** begin Source **
Wednesday, June 12, 2024

Jeremiah 33: 14-18 -- 2 December 2012 - Advent 1

Today is the Sunday of Hope and there is LOTS I want to say to you about the central and amazing power of hope in our lives.

I find that much that is written about hope is written from a very theoretical standpoint, exploring Hope as a construct within philosophy, sociology or anthropology.   Even the scriptures given for this first Sunday of Hope can tend to keep us in that speculative realm, viewing Hope as something that resides in a distant promise that the final resolution of life as we know it, will be a return of Christ and the unveiling of a new heaven and a new earth.

But for me, Hope is something we need every day; right now, not just on the horizon of eternity.  It’s the key ingredient to a day where everything is going wrong.  It’s the motivator when our big plans fail.  It’s the comforter when we lose a loved one. It’s the sustaining light when life starts to be sopped in by hopelessness.   And, most importantly, Hope is always there, even when we can only see disappointment, and loss, and regret.

Rabbi Harold Kushner, author of When bad things happen to good people, has written a wonderful book entitled Overcoming Life’s Disappointments.  In this book, Rabbi Kushner uses the life of Moses to examine the way that God brings us forward when things turn sour.  Perhaps the high point of this book, for me, was Kushner’s  re-framing of the encounter in the 3rd chapter of Exodus between Moses and God at the burning bush.  This is the time where Moses asked God, “what shall we call you? What is your name?”  and God replies,  “ I AM who I AM”.

I’ve always loved this scripture, because it reminds us that God is not defined by a particular function - God is more about “being” than “doing”.  But Rabbi Kushner (p.15) takes this text in a different direction entirely, radically changing my understanding of the nature of God.   He calls the Hebrew in this scripture “virtually untranslatable” with most translators going for “I am who I am” or “I will be who I will be” but in reality the Hebrew is more like “I be” or “I am being.” Kushner notes that elsewhere in scripture, these words are translated, “I am with you.”  Think of that for a moment.  When God grants humanity that one direct, physical manifestation - a burning bush - and is asked, “what is your name?”, the answer is, “my name is – I am with you.”
** end Source **
** begin Supplied material **
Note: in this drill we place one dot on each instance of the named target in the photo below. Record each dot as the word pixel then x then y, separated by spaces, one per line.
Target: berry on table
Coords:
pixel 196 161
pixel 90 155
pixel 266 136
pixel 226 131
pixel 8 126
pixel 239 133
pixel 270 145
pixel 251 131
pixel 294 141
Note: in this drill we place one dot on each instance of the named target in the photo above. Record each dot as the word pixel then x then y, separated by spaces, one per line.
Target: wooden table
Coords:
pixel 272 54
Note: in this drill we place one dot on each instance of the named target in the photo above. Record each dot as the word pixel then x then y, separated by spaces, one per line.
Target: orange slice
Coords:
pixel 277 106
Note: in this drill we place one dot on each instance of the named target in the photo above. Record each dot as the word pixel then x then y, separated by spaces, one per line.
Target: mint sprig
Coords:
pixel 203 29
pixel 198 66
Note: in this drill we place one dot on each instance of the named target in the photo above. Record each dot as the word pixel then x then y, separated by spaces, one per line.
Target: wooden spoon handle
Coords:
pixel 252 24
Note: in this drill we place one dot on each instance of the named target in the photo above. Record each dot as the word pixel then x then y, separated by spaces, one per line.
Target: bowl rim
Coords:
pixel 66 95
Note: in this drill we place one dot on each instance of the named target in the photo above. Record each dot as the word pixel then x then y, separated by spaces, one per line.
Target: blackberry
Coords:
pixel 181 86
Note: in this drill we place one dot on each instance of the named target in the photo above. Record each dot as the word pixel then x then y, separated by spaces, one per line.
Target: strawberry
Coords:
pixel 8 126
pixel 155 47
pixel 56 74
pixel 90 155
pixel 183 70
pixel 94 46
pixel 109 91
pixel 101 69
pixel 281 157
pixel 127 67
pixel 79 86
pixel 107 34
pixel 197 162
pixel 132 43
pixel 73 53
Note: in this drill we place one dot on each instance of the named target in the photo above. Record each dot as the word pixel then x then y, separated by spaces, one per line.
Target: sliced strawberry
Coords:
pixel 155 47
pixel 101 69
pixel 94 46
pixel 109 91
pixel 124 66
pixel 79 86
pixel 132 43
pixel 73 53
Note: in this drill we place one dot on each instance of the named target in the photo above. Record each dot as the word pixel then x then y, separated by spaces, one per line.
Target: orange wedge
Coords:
** end Supplied material **
◆ **What to do**
a) Repeat from the Advent sermon the passage that begins at the words "Wednesday, June 12, 2024" and stops after "a new earth.".
b) Translate this sentence from the Advent sermon into Spanish: "It’s the motivator when our big plans fail."
c) Pick up the Advent sermon after its last sentence and keep writing it.
The entries above are separate material from the Advent sermon.

◆ **Expected outputs**
a)
Wednesday, June 12, 2024

Jeremiah 33: 14-18 -- 2 December 2012 - Advent 1

Today is the Sunday of Hope and there is LOTS I want to say to you about the central and amazing power of hope in our lives.

I find that much that is written about hope is written from a very theoretical standpoint, exploring Hope as a construct within philosophy, sociology or anthropology.   Even the scriptures given for this first Sunday of Hope can tend to keep us in that speculative realm, viewing Hope as something that resides in a distant promise that the final resolution of life as we know it, will be a return of Christ and the unveiling of a new heaven and a new earth.

b) Es la motivación cuando nuestros grandes planes fracasan.

c)
Could it be, then, that the core of our relationship with God is not so much love, or justice, or peace, or guidance, or deliverance?  Could it be that all of those things are wonderful manifestations of God’s glory, but the very core of our relationship with God is simply that “God is with us”?   The idea of God’s self-identification being “my name is – I am with you” brings my theology of hope to a whole new level.

From the fall of 2000 until this summer, I worked at a school for gifted learners.   The societal view of giftedness typically figures that a gifted program would simply scoop the kids with the best marks so they could go off and be smart together.  But my understanding of giftedness, and the principles under which our school was founded, bears little resemblance to that.

Yes, gifted children have a great capacity for academic learning, but it’s the intensity of their inner world that defines them as a group.  Their curiosity is intense,  their creativity is intense, their interests and hobbies are intensely held, their attention span and their ability to synthesize disparate ideas are unusually strong, their need to understand is through the roof.   But what happens when that intensity bumps up against the inevitable curves and roadblocks of life?  What happens when there is not enough time to make things perfect?  What happens when the world around you fails to understand a deep concept that you mastered in mere moments? What happens when you cannot make sense of something that matters deeply to you?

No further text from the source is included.